Réminiscences d'un Mai qui passe pour joli…

C’est une idée pernicieuse que celle qui consiste à demander à un témoin de ce moment d’agitation estudiantine et ouvrière, syndicale et politique, anarchique et contrôlée, de dire, quarante années après, ce qu’il en a retenu et ce qu’il en a retiré…Pernicieuse car chacun sait que le temps qui passe efface les évènements et les pensées, rend la mémoire sélective et exaspère la mémoire affective qui impose ses choix. Pernicieuse aussi parce que toute écriture est re-création et toute écriture de soi se penchant sur ce qu’on a vécu et ce qu’on a été est une re-présentation (au sens théâtral du terme) à partir de ce qu’on est aujourd’hui, de ce qu’on sait, de ce dont on s’est nourri depuis…
Mais pourquoi ne pas relever la gageure tout en ayant à l’esprit les restrictions qui s’imposent ?

----------------------------------------

— Consigne A —
Recopiez en entier, s'il vous plaît, la liste d'annotations ci-dessous, sans y reproduire les images.

— Annotations de localisation d'objets —
----------------------------------------

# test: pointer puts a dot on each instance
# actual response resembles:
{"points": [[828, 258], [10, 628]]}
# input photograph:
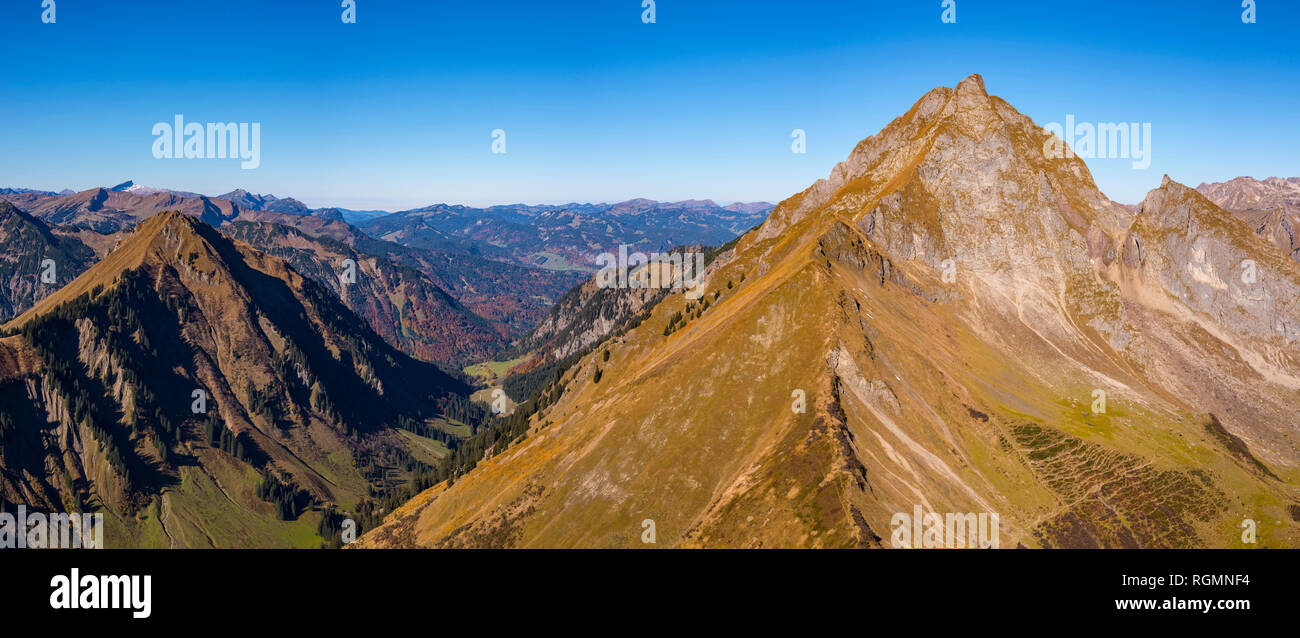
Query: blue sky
{"points": [[397, 111]]}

----------------------------------------

— Consigne B —
Rédigez la suite du texte de réminiscences sur Mai, en reprenant après sa dernière phrase.

— Résultat obtenu A —
# test: pointer puts a dot on each instance
# actual response resembles:
{"points": [[828, 258], [10, 628]]}
# input photograph:
Query: blue sky
{"points": [[397, 111]]}

— Résultat obtenu B —
Au moment où débutent les mouvements étudiants, j’ai 25 ans d’âge, je prépare mon diplôme à la Faculté des Lettres et Sciences Humaines de Montpellier, mais, depuis ma propédeutique, je suis étudiant-salarié, surveillant d’externat à 34 heures par semaine au Lycée Technique Joliot -Curie de Sète …C’est dire que je ne suis allé en faculté que de temps à autre, travaillant seul la plupart du temps à partir de « polycops » ou d’ouvrages divers. D’autant que, ayant adhéré au Parti Communiste fin 1962, après la grande lutte « pour la paix en Algérie » qui m’a vu faire mes premiers pas en politique, je fus rapidement élu par mes camarades secrétaire de la section de Frontignan qui « sévissait » sur les 15000 habitants intra-muros et les 7 communes alentours formant le canton administratif.
C’est à ce titre, d’ailleurs, et sur ce théâtre d’usines (raffinerie de pétrole, cimenterie, usines d’engrais chimiques) et d’agriculture ( Ah, le muscat de Frontignan !) que je vécus ce « joli mois de mai » dont on nous vante l’impact révolutionnaire aujourd’hui et qui n’est, à mon sens, qu’un brouet d’illusions dont la dissipation a montré le triomphe du libéralisme économique dont l’insinuation dans tous les pores de la société a transformé le citoyen en simple consommateur isolé et les valeurs essentielles en marchés porteurs, tout en élevant le laxisme généralisé au rang de comportement libérateur.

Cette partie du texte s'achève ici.